▸ **Task description**
Pick out every line in the listing below that contains the word "tongue", and copy each one in full.

▸ **Dataset extract**
┌──

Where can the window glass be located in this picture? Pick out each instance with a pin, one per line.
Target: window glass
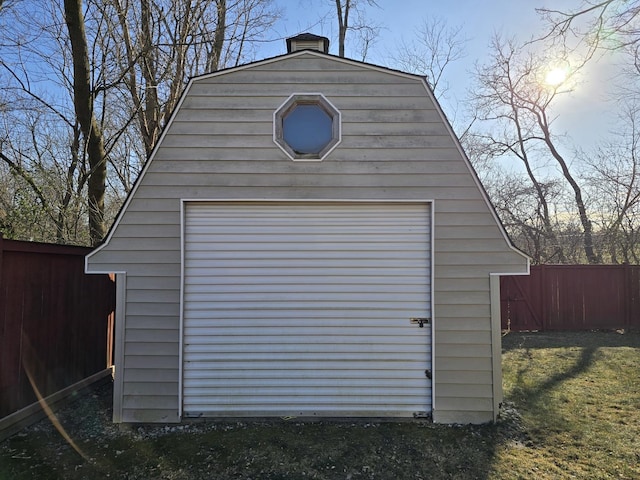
(307, 129)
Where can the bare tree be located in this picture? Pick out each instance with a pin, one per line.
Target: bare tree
(613, 175)
(607, 24)
(345, 11)
(433, 48)
(83, 99)
(107, 74)
(514, 100)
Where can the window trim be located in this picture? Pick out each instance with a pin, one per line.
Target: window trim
(289, 104)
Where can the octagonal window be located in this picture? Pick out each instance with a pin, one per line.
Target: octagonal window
(307, 127)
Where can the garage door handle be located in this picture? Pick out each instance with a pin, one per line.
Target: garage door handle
(420, 321)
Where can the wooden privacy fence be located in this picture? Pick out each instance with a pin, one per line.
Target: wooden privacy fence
(56, 322)
(572, 297)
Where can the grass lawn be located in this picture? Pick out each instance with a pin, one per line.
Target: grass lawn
(572, 411)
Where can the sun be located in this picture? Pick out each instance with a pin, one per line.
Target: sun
(556, 76)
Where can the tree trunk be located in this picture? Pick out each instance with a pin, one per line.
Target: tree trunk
(343, 23)
(83, 103)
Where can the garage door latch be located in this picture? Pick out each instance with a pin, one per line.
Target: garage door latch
(420, 321)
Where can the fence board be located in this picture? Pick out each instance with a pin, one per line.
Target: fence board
(56, 322)
(572, 297)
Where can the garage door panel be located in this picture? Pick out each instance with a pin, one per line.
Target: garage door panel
(304, 309)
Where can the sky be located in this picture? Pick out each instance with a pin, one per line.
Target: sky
(585, 113)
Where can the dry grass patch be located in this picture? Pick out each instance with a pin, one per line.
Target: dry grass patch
(579, 398)
(573, 411)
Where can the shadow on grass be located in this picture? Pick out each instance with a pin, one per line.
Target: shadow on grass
(274, 449)
(588, 339)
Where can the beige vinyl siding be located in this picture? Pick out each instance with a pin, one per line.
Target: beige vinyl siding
(395, 146)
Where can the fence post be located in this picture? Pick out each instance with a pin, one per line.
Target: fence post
(629, 296)
(544, 298)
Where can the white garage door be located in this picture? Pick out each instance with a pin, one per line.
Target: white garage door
(303, 309)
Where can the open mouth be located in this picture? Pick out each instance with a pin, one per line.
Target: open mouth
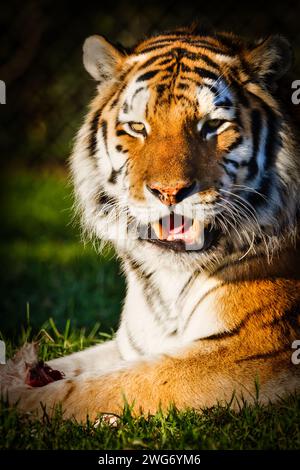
(180, 233)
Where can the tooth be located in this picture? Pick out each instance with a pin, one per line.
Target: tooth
(197, 228)
(157, 226)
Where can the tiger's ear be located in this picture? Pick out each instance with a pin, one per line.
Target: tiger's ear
(100, 58)
(271, 58)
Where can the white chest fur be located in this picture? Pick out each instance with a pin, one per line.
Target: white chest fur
(167, 312)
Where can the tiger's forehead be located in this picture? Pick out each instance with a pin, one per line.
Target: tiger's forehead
(174, 84)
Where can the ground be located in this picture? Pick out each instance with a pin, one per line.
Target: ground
(65, 294)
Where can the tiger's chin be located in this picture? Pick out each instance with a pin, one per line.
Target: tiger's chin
(181, 234)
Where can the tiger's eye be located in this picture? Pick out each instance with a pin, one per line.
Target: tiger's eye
(213, 123)
(210, 126)
(138, 127)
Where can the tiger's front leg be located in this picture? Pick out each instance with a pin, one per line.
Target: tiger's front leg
(192, 381)
(96, 358)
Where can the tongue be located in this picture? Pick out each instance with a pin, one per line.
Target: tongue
(177, 227)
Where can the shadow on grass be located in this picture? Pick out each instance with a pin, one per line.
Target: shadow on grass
(45, 267)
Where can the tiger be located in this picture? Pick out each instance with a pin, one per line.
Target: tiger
(188, 164)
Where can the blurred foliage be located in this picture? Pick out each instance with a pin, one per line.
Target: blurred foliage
(45, 268)
(40, 57)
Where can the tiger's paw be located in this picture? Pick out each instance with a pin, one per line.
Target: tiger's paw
(25, 369)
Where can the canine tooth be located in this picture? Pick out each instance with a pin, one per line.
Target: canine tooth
(158, 229)
(197, 228)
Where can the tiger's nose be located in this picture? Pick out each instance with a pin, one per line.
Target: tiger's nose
(172, 194)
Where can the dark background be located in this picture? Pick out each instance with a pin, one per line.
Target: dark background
(41, 63)
(46, 272)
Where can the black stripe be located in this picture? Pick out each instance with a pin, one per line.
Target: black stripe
(147, 75)
(273, 140)
(92, 142)
(204, 73)
(167, 59)
(239, 92)
(184, 97)
(209, 61)
(268, 355)
(234, 144)
(256, 128)
(151, 292)
(121, 132)
(229, 43)
(183, 86)
(231, 162)
(263, 188)
(224, 103)
(231, 175)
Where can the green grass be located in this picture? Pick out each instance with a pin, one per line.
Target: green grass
(58, 291)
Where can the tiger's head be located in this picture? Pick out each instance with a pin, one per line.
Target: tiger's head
(186, 146)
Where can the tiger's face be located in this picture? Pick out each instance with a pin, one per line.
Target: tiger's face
(187, 138)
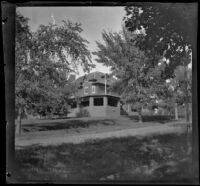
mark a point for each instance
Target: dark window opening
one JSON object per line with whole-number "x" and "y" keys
{"x": 98, "y": 101}
{"x": 133, "y": 110}
{"x": 74, "y": 105}
{"x": 112, "y": 102}
{"x": 85, "y": 102}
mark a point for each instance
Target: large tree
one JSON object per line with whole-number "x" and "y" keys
{"x": 44, "y": 60}
{"x": 138, "y": 76}
{"x": 167, "y": 29}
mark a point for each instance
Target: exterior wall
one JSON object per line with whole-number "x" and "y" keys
{"x": 112, "y": 111}
{"x": 99, "y": 89}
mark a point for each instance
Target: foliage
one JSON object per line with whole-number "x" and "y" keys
{"x": 138, "y": 77}
{"x": 44, "y": 59}
{"x": 166, "y": 29}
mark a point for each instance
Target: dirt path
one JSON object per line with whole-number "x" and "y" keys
{"x": 78, "y": 138}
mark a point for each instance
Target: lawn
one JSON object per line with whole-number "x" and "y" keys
{"x": 160, "y": 158}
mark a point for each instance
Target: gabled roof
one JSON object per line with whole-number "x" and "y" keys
{"x": 95, "y": 78}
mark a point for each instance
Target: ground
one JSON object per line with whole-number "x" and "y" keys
{"x": 152, "y": 151}
{"x": 47, "y": 132}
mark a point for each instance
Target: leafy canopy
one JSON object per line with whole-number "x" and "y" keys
{"x": 44, "y": 60}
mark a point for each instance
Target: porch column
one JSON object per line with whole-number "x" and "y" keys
{"x": 91, "y": 100}
{"x": 105, "y": 101}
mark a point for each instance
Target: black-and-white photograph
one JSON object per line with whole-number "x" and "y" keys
{"x": 104, "y": 93}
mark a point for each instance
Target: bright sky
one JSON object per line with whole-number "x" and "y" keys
{"x": 93, "y": 19}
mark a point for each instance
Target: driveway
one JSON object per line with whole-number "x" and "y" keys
{"x": 79, "y": 138}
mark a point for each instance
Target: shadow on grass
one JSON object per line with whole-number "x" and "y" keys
{"x": 68, "y": 125}
{"x": 129, "y": 159}
{"x": 155, "y": 118}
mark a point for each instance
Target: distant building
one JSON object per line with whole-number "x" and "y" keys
{"x": 94, "y": 95}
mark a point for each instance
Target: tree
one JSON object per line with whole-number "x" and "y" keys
{"x": 44, "y": 59}
{"x": 137, "y": 74}
{"x": 166, "y": 30}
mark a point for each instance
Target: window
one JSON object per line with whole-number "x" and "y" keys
{"x": 85, "y": 102}
{"x": 112, "y": 102}
{"x": 93, "y": 89}
{"x": 73, "y": 105}
{"x": 98, "y": 101}
{"x": 86, "y": 90}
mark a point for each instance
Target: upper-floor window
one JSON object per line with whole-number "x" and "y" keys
{"x": 86, "y": 90}
{"x": 93, "y": 89}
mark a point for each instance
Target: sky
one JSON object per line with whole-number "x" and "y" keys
{"x": 93, "y": 20}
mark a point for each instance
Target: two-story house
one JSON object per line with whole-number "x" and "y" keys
{"x": 94, "y": 95}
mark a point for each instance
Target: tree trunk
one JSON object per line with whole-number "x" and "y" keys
{"x": 140, "y": 116}
{"x": 176, "y": 111}
{"x": 19, "y": 119}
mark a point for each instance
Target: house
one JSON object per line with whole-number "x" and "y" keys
{"x": 94, "y": 95}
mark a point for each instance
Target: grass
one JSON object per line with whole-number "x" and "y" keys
{"x": 160, "y": 158}
{"x": 66, "y": 124}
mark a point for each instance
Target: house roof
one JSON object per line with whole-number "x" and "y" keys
{"x": 95, "y": 78}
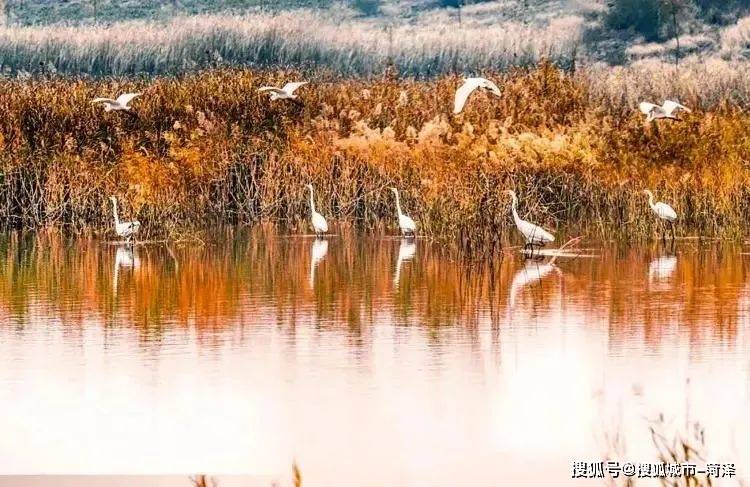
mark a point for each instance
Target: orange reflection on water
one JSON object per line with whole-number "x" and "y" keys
{"x": 367, "y": 358}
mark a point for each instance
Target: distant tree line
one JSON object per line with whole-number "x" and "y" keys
{"x": 655, "y": 19}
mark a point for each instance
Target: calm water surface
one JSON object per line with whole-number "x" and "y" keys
{"x": 371, "y": 361}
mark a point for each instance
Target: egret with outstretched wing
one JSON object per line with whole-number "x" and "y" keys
{"x": 471, "y": 84}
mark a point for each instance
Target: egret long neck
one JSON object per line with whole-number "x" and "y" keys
{"x": 114, "y": 212}
{"x": 398, "y": 204}
{"x": 514, "y": 209}
{"x": 312, "y": 201}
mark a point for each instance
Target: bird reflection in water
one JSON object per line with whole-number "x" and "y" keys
{"x": 318, "y": 252}
{"x": 126, "y": 257}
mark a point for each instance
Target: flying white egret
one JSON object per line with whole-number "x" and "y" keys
{"x": 406, "y": 252}
{"x": 318, "y": 221}
{"x": 534, "y": 234}
{"x": 126, "y": 230}
{"x": 406, "y": 224}
{"x": 284, "y": 93}
{"x": 663, "y": 211}
{"x": 471, "y": 84}
{"x": 668, "y": 110}
{"x": 120, "y": 104}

└──

▸ **Exercise response**
Where can the tongue be located in this picture? Pick out each instance with a pin, one per line.
Target: tongue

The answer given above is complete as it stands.